> _Given exercise_:
In the listing below, find the line containing "Could you please indicate the green". Write out that line and every line after it to the end, exactly and only those.

--- BEGIN ---

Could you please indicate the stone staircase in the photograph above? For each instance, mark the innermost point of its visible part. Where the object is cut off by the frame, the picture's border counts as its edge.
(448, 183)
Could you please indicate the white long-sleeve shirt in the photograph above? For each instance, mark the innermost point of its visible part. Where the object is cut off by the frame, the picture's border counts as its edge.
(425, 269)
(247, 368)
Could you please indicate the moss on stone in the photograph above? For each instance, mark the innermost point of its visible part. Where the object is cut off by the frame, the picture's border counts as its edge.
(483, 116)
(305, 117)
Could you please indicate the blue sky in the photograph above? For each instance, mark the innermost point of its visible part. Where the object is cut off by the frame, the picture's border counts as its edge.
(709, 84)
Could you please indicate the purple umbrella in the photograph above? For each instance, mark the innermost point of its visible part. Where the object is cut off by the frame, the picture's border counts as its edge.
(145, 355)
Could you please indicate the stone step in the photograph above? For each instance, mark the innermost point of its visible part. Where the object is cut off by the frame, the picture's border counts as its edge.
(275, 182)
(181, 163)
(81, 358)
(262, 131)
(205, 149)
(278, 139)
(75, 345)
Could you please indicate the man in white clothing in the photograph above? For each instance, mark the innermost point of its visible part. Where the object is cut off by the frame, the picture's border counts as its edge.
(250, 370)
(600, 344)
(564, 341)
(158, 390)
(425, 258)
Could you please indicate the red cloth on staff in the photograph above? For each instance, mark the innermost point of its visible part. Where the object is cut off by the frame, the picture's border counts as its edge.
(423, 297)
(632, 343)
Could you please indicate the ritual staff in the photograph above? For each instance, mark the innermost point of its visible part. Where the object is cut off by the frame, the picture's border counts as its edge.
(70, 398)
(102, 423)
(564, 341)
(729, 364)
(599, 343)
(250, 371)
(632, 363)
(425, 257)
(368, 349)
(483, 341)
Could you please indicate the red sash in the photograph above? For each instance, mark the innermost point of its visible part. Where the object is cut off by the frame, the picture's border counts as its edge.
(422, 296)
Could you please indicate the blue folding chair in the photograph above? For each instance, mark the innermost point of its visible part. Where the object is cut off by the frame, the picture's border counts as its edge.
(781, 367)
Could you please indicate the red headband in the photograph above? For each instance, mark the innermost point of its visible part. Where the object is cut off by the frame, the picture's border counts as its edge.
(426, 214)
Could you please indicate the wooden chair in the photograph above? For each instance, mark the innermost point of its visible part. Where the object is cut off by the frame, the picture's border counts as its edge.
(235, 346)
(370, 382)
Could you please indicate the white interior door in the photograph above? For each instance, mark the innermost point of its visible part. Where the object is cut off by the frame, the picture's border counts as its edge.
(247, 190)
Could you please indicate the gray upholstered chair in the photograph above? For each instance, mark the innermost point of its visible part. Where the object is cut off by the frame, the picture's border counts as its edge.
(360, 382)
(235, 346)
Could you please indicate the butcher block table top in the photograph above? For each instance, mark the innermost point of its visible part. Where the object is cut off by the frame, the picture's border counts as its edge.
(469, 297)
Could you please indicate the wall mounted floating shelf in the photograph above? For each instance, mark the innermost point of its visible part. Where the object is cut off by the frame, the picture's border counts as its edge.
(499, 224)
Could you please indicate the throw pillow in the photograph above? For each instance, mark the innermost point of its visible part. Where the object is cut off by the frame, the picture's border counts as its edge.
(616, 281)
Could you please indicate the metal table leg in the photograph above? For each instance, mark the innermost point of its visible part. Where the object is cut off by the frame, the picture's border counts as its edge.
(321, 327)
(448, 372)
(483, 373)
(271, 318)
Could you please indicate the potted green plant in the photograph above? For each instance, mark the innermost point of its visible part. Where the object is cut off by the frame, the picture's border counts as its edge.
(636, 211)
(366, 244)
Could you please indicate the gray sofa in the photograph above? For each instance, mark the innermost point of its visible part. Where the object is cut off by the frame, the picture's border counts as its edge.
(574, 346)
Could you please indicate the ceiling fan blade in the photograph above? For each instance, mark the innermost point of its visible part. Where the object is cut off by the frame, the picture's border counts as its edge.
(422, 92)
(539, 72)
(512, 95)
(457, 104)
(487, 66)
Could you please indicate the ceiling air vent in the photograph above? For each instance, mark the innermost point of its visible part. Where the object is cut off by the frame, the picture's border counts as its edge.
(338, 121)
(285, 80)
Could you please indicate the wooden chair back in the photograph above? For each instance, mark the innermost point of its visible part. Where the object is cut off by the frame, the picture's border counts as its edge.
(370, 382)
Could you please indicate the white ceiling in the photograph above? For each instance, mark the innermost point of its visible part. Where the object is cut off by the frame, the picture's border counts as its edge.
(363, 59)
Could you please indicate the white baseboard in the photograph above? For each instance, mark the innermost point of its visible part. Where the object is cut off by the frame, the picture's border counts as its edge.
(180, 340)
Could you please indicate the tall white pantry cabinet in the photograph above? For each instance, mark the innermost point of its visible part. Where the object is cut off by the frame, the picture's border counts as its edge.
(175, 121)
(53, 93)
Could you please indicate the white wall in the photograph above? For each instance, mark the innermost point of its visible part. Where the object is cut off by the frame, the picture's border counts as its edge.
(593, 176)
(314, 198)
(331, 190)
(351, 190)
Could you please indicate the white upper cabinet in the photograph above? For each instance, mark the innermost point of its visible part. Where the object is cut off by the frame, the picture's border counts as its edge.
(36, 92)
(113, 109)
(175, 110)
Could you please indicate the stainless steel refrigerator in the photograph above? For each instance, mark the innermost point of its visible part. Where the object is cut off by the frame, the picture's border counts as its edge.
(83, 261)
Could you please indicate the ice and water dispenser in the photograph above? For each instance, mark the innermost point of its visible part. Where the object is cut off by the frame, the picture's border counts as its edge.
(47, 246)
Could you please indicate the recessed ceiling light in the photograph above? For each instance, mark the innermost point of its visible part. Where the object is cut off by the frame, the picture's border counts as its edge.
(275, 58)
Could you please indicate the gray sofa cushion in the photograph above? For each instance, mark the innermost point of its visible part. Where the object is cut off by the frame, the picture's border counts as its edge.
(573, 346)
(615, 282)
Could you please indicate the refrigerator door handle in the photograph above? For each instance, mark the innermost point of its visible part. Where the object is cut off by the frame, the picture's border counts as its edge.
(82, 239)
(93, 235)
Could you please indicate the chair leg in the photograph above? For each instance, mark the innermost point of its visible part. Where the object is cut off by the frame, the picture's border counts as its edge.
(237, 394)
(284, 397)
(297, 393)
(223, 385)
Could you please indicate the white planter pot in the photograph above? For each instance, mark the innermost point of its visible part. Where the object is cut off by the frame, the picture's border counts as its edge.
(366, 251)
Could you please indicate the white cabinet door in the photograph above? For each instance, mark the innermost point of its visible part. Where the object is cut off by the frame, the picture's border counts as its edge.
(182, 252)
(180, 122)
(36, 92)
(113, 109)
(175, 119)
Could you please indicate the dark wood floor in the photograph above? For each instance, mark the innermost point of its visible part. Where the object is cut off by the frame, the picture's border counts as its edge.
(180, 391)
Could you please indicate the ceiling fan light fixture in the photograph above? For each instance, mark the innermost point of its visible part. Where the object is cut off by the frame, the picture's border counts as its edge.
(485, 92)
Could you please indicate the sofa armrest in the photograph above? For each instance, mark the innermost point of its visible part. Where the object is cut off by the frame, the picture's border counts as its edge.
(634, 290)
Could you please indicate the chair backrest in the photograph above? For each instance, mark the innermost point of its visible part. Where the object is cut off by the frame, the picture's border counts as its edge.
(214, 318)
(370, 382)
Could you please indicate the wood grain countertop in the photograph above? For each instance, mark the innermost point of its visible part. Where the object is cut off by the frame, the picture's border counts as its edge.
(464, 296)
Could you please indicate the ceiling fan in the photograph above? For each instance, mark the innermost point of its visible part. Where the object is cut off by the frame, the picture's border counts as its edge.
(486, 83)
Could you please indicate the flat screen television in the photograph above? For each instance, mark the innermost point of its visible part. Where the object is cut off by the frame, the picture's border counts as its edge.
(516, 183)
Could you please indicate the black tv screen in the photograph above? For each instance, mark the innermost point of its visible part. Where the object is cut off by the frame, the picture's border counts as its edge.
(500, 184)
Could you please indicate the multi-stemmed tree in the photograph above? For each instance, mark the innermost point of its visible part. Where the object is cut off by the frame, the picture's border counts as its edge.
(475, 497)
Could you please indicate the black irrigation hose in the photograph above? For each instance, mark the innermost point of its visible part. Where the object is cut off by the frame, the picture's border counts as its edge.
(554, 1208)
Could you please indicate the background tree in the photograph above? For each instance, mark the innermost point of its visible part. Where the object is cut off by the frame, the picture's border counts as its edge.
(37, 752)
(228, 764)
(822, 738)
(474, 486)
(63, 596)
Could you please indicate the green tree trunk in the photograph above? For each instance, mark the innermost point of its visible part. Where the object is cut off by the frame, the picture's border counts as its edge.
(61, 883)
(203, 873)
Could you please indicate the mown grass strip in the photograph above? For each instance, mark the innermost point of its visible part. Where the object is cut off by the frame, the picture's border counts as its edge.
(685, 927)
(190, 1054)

--- END ---

> _Reply to the task_:
Could you please indicate the green tree trunk in the photograph above? For each instance, mark the innermost point of its visible part. Where the object is cut off by the frame, the picture's border counts as its edge.
(61, 883)
(203, 873)
Could you please indicate the mown grass strip in the photograph above? For each instance, mark the innermost point of its visible part. Where the object is cut off by the frame, the picture's border counts as its edge.
(685, 927)
(190, 1054)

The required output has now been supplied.